THE PROBLEM
Reproduce the listing below in full, line for line, with every character unchanged.

DATA SHOWN
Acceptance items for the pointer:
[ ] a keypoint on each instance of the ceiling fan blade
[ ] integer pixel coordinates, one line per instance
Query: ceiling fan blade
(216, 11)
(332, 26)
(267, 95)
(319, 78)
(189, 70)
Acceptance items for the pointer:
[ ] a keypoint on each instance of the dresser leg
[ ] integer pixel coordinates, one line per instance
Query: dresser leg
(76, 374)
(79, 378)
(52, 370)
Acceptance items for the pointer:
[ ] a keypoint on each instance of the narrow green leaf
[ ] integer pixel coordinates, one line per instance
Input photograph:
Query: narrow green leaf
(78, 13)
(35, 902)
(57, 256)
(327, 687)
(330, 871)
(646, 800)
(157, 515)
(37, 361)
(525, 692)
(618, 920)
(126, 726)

ANSWER FOR THE TASK
Acceptance items for the pointer:
[ ] a keypoint on each instance of the ceiling fan blade
[ ] integer pixel coordinates, one line per instance
Query: ceiling fan blade
(216, 11)
(332, 26)
(267, 95)
(319, 78)
(189, 70)
Acceptance items for the pointer:
[ ] a keypoint on each instance of the dresser leg
[ ] integer pixel coordinates, one line per instance
Query: dresser leg
(76, 374)
(79, 378)
(52, 370)
Acceptance items for the pointer:
[ ] a keypoint on each instance of the narrow green leaf
[ ] integer pixel coordinates, one line per instance
Input photograph:
Query: narrow green leaf
(78, 13)
(35, 902)
(57, 256)
(327, 687)
(330, 871)
(646, 800)
(157, 515)
(37, 361)
(525, 692)
(618, 920)
(126, 726)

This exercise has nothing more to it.